DATA SHOWN ::

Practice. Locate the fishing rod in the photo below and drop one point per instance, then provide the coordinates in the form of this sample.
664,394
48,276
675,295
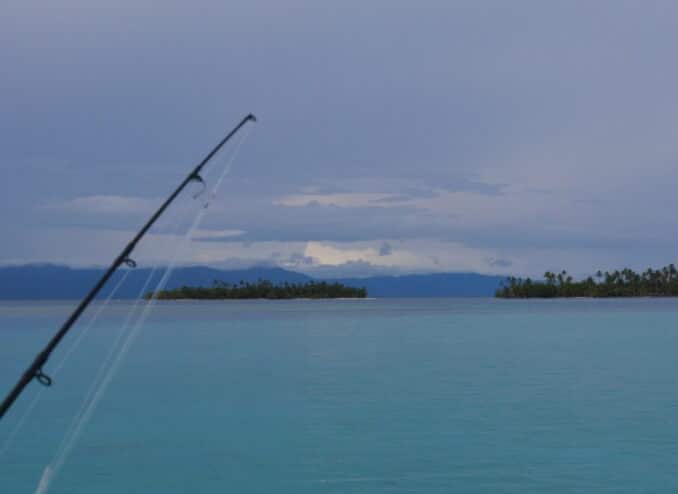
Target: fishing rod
35,371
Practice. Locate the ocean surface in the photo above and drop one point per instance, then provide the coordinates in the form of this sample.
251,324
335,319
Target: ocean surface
355,396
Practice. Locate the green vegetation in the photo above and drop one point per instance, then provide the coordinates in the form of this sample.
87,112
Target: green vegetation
262,289
625,283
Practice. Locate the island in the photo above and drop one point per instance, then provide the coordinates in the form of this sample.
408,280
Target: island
661,282
262,289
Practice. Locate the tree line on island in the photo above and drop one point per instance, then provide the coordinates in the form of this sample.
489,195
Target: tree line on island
261,289
661,282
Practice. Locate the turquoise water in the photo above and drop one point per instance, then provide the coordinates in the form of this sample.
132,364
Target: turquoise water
371,396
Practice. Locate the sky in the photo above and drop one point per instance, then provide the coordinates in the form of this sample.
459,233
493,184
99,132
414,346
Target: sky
393,137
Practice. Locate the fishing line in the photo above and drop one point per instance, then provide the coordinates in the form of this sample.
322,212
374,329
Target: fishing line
57,369
110,366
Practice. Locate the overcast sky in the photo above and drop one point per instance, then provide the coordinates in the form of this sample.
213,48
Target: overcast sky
496,137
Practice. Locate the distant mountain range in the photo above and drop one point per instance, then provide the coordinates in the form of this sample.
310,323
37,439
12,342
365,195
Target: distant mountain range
47,281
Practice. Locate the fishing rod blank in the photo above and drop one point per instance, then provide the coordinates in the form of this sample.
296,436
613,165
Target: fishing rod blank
35,371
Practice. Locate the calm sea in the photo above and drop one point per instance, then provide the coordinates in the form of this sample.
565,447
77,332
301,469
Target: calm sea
368,396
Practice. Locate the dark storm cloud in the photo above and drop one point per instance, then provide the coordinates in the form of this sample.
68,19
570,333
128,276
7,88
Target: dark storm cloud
453,114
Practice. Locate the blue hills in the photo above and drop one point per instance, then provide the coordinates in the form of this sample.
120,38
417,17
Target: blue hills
52,282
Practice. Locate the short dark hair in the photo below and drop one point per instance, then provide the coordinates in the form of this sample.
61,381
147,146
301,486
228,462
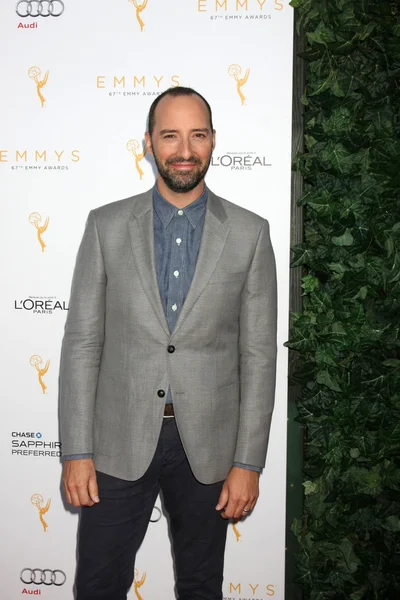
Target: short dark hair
174,93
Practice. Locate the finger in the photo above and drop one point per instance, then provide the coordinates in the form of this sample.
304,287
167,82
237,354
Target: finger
93,489
230,509
84,497
67,494
248,509
74,497
223,498
238,514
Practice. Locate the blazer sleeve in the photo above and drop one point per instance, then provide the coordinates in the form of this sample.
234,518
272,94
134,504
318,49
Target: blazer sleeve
258,350
82,345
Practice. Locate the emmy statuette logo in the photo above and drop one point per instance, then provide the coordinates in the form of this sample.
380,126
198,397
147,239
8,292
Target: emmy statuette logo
37,500
140,6
35,74
35,219
235,71
36,362
138,583
134,146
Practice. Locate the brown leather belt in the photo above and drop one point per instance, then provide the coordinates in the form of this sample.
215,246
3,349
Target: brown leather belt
169,410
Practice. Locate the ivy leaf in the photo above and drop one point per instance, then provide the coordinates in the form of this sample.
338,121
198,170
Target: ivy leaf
392,523
310,283
346,239
324,378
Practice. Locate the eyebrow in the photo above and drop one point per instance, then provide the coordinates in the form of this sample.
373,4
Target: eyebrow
205,130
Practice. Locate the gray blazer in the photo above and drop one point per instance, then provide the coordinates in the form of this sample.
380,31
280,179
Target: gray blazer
114,355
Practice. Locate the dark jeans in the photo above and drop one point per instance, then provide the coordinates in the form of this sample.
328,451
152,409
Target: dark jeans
111,532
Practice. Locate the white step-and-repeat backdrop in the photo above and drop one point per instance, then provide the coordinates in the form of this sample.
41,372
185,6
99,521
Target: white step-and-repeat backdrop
77,81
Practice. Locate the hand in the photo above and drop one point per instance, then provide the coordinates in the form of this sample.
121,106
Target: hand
240,490
80,483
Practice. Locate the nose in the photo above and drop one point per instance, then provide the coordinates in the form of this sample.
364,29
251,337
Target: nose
185,148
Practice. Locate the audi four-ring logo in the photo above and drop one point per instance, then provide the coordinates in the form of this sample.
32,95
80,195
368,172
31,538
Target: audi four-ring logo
43,577
40,8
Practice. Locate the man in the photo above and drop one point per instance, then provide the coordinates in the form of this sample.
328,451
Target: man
168,364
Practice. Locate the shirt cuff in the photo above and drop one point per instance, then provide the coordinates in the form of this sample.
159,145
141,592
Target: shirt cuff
76,457
248,467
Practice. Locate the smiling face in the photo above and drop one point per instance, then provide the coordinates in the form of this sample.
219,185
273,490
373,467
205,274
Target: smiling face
181,142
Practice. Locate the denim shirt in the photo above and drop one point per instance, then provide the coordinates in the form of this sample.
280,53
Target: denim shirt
177,236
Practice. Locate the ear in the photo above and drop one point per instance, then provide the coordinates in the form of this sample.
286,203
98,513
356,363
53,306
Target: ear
149,146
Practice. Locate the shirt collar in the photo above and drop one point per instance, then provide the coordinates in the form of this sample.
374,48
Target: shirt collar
166,211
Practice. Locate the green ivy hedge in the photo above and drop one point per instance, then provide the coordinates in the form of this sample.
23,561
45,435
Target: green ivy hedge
347,336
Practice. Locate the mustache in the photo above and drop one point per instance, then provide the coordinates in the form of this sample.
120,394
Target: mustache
193,160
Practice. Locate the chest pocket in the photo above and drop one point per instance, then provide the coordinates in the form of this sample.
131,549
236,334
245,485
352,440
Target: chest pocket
223,276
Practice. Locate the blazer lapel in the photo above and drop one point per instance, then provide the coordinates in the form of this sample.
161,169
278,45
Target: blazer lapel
215,232
141,230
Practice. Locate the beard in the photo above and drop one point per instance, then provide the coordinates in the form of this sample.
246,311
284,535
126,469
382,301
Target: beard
182,182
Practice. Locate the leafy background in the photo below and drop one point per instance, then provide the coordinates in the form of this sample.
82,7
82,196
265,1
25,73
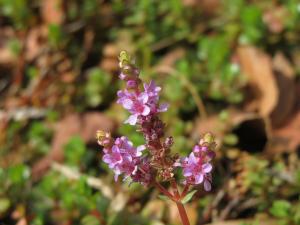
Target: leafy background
230,67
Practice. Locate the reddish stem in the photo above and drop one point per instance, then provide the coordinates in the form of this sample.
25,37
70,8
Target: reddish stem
180,206
182,213
163,190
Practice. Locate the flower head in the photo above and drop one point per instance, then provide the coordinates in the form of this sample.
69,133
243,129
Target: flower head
122,157
197,167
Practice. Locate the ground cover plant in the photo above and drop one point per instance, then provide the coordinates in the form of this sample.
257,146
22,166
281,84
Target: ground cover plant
228,67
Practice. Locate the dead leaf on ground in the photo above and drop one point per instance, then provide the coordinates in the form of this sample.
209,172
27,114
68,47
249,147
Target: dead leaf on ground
171,57
257,66
239,222
52,11
287,137
284,74
35,42
84,125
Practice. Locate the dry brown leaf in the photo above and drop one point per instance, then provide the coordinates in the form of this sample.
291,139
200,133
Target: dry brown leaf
239,222
283,65
35,42
170,58
257,66
52,11
84,125
287,137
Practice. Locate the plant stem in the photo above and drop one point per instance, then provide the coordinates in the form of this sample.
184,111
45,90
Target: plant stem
180,206
182,213
163,190
176,198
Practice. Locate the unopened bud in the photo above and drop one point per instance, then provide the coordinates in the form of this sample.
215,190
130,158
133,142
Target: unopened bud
103,137
208,138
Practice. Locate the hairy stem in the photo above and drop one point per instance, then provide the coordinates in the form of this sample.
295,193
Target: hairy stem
163,190
183,216
180,206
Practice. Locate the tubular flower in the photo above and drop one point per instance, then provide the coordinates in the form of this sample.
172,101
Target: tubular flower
197,167
122,157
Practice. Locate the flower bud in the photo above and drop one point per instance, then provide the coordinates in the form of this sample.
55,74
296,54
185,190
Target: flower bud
104,138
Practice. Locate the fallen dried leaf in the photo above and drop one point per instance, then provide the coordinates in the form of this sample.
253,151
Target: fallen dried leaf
257,66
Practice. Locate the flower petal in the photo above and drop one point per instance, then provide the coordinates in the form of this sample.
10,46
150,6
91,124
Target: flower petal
207,167
199,178
131,120
207,185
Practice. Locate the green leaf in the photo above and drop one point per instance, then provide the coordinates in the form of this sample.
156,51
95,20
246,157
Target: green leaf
4,205
188,197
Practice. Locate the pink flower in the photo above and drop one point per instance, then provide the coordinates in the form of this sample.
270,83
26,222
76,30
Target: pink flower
122,157
195,170
141,103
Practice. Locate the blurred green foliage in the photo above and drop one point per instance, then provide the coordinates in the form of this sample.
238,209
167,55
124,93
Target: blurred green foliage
152,31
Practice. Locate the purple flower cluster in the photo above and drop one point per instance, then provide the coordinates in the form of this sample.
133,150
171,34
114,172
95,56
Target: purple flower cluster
197,167
142,101
124,159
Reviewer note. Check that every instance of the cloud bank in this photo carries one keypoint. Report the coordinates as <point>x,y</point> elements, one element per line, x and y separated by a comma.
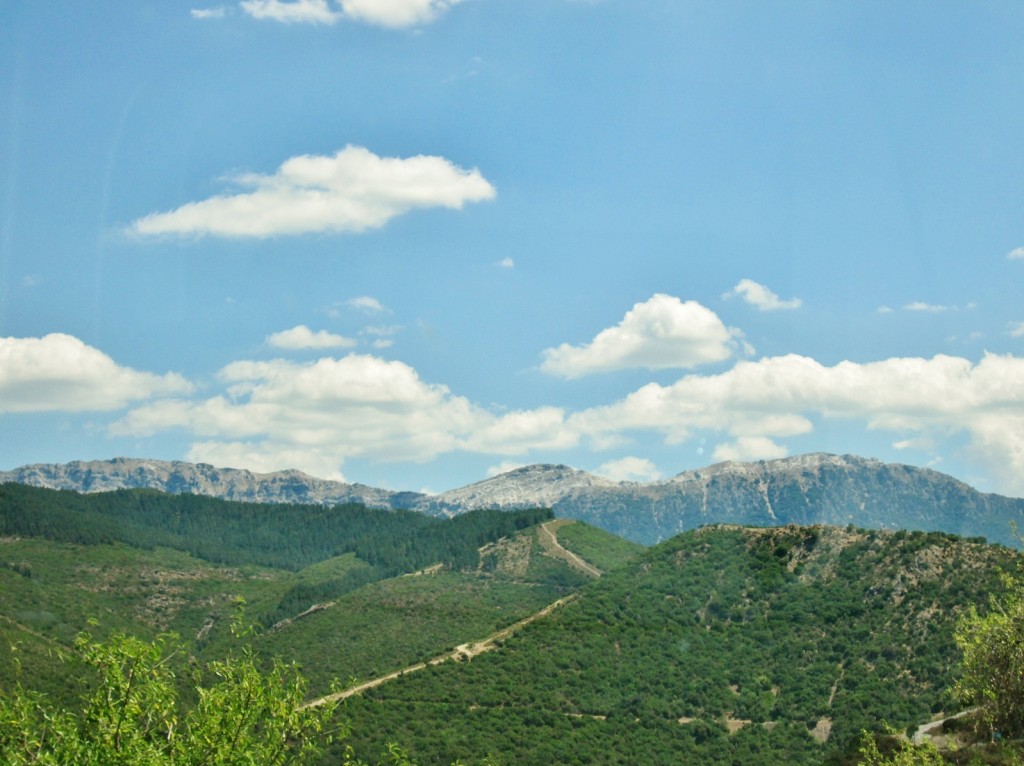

TASK :: Rewrite the part of these lines that opens with the line containing "Practice. Locate the purple" and runs through the last line, putting "cloud layer" in place of "cloud bank" and leaving everything else unchanged. Do not include the pictures in your answer.

IN RESPONSE ::
Practice. Locate the purple flower cluster in the photo above and drop one point per instance, then provide the coordinates in the form of this sample.
133,150
171,34
114,172
95,56
Target: purple flower cluster
197,167
142,101
124,159
Reviewer note. Check that every instance of the cloud layer in this photo carries one keypoint. Report the coordinates as <point>x,y</point> elements, one element per line, x and y separated by a comma.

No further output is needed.